*TASK GOAL*. Carry over the entries from the line with "task | put a marker on each instance of the dirt" to the line with "x=432, y=209", both lines included, copying every line as it stands. Add 105 to each coordinate of the marked answer points, leaving the layout sample coordinates unchanged.

*PROVIDED ENTRIES*.
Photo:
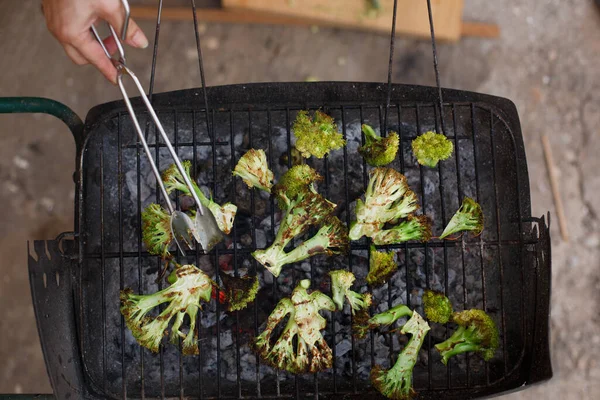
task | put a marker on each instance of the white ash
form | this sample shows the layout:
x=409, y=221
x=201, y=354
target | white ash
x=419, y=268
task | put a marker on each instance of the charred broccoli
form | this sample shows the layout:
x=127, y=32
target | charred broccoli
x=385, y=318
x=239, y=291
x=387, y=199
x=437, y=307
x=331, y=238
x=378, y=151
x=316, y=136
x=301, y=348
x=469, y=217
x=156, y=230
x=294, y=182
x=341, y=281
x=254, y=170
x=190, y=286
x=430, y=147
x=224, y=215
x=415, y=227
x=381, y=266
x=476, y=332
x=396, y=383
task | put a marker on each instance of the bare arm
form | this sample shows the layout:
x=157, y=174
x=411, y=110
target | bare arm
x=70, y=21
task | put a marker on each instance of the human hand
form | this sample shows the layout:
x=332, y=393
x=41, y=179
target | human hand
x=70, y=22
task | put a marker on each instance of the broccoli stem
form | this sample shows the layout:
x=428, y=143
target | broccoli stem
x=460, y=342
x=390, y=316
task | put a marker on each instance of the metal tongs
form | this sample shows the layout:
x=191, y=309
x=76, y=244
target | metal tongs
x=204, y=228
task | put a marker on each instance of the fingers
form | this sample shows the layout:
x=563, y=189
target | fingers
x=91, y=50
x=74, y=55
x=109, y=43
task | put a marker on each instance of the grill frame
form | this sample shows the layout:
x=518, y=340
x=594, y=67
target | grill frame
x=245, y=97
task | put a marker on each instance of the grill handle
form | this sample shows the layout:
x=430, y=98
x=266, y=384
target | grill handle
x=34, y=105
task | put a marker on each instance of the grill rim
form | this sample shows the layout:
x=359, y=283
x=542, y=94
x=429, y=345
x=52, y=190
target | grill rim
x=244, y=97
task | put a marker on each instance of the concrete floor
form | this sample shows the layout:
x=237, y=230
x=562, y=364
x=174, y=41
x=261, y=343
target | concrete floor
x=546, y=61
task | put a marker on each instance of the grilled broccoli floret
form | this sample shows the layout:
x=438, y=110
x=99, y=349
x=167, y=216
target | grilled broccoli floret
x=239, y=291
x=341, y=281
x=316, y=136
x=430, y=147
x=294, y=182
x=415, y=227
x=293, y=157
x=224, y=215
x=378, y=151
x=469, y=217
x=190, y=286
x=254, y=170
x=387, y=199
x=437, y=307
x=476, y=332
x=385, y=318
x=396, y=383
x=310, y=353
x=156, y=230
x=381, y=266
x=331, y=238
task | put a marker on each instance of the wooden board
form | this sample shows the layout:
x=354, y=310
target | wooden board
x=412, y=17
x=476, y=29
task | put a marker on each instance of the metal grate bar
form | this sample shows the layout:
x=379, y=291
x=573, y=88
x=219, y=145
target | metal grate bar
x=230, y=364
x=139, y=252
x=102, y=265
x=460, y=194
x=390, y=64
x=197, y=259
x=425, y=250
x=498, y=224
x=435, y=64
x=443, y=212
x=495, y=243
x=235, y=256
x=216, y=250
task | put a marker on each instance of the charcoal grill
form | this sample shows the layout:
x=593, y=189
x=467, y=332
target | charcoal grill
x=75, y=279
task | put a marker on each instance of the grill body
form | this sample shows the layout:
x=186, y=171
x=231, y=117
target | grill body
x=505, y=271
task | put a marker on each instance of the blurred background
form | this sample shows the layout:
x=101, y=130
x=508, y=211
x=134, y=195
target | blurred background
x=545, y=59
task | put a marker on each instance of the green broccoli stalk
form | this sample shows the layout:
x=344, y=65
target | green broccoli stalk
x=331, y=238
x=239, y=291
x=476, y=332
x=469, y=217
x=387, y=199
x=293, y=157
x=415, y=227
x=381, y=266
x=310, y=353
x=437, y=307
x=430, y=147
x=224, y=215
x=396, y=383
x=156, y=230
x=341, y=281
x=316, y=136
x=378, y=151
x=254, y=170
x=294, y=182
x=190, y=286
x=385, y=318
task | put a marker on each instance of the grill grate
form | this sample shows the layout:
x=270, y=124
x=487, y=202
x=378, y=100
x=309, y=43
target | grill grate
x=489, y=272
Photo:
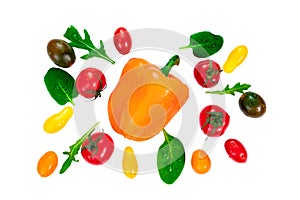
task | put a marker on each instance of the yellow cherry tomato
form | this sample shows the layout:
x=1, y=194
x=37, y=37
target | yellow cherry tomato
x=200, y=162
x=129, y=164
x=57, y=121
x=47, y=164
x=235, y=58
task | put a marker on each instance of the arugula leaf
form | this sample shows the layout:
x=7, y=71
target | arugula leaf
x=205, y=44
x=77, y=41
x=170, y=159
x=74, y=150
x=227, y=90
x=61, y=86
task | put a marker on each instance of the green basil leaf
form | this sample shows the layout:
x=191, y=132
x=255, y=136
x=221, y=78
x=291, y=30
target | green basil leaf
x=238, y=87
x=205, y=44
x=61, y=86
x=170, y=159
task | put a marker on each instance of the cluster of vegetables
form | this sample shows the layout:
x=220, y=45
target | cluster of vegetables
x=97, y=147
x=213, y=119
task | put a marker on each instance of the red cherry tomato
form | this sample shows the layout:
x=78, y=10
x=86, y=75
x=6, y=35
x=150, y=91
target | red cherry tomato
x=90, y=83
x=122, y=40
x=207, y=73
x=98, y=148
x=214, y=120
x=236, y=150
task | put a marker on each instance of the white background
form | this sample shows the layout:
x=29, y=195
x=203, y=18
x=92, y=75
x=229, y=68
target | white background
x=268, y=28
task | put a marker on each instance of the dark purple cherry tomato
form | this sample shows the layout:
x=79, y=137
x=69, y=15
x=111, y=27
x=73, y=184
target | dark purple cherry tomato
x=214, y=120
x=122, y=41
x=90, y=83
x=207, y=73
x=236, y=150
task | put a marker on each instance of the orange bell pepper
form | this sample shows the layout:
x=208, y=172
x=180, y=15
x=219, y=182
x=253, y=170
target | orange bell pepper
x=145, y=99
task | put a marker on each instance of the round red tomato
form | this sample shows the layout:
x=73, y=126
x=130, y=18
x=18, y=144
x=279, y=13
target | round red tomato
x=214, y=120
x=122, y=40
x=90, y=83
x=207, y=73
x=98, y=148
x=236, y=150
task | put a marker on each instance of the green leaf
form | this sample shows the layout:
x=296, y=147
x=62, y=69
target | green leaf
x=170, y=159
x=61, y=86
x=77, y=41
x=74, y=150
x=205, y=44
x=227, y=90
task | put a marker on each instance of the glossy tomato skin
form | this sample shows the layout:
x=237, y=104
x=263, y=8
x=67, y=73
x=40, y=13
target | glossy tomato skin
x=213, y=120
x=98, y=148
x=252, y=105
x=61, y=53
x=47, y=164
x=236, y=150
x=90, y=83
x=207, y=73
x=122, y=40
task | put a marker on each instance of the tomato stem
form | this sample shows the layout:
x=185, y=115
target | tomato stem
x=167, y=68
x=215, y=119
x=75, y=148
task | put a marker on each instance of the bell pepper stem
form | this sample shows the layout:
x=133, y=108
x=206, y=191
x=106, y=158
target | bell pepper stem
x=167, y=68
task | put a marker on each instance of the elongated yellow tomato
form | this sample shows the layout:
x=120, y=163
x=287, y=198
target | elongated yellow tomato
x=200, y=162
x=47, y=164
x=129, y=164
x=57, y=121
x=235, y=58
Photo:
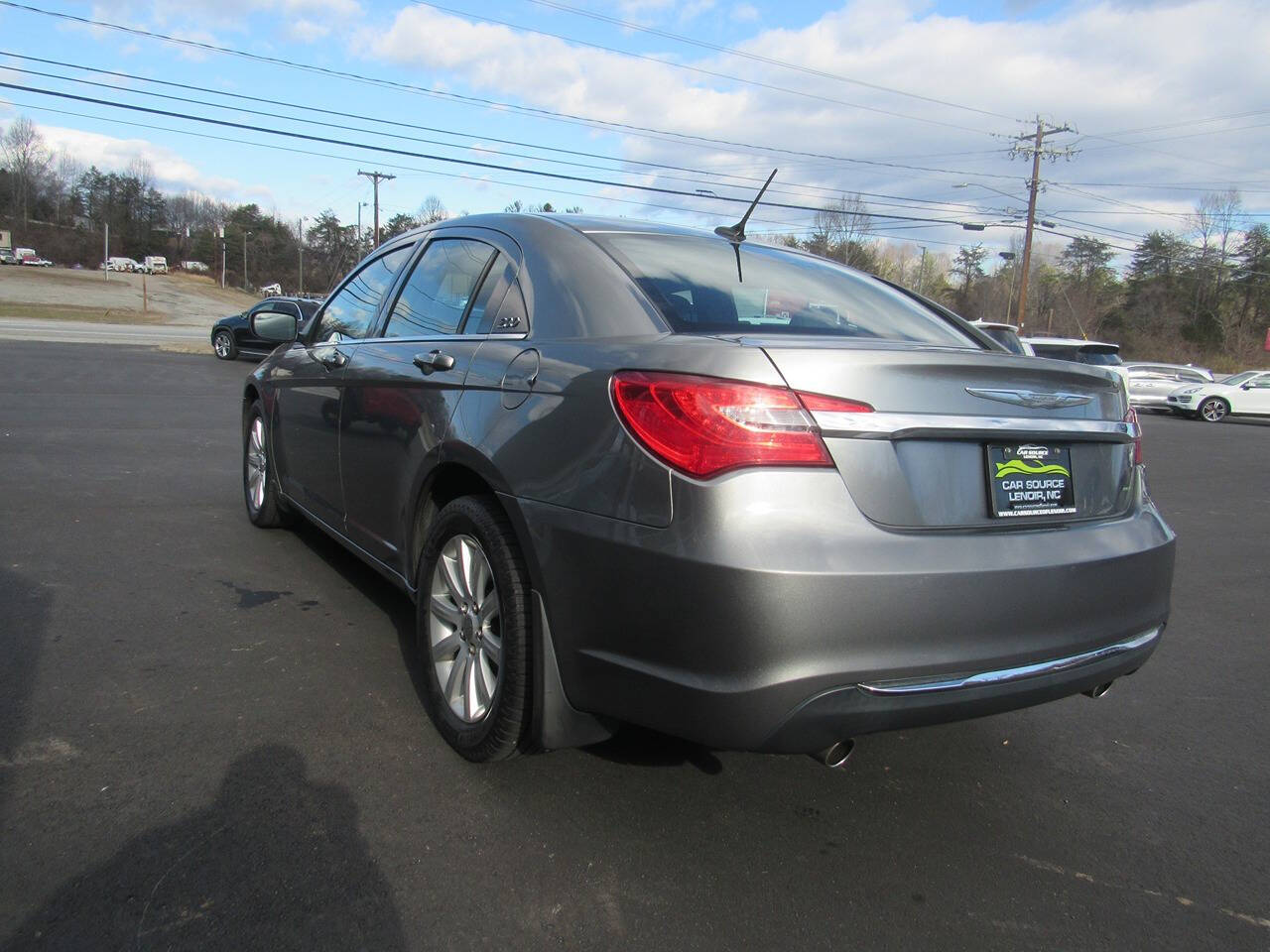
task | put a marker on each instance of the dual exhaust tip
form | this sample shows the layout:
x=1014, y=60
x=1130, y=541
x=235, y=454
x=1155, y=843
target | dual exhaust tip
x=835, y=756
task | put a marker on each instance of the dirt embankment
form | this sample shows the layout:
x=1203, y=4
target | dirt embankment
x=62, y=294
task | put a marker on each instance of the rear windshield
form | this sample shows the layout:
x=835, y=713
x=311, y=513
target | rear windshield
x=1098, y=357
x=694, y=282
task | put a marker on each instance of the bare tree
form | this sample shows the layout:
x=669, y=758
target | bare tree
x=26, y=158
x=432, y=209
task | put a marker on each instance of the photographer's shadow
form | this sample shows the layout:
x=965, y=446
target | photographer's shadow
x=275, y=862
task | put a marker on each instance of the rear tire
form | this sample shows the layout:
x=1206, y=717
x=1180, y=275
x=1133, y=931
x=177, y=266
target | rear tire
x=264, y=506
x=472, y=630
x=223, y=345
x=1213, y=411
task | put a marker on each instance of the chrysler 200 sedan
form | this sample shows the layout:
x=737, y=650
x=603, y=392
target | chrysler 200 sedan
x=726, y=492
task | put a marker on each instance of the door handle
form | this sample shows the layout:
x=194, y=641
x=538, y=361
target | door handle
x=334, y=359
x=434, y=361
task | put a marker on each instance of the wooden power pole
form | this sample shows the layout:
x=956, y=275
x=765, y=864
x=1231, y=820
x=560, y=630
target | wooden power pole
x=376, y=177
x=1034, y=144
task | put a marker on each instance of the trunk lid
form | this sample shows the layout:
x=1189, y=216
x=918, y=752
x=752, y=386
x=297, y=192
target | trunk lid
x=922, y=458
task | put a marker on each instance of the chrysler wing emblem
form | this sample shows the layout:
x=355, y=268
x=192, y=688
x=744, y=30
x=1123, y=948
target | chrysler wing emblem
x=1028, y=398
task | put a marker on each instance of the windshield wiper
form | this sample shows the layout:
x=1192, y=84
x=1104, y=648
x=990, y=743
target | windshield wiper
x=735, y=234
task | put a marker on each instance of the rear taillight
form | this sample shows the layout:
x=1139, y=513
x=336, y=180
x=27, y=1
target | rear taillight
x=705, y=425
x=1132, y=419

*THE SOLUTION*.
task | put a marker on each instance of the dirt embankment
form | this sample shows the layout:
x=1203, y=4
target | dirt embankment
x=167, y=399
task | put a marker on each instance of the rear windshield
form | this sample shows the layout:
x=835, y=713
x=311, y=513
target | rear windshield
x=1203, y=462
x=799, y=387
task | put a marker on each instance of the bare tree
form | this sample shows the layout:
x=669, y=758
target | bare tree
x=131, y=263
x=537, y=314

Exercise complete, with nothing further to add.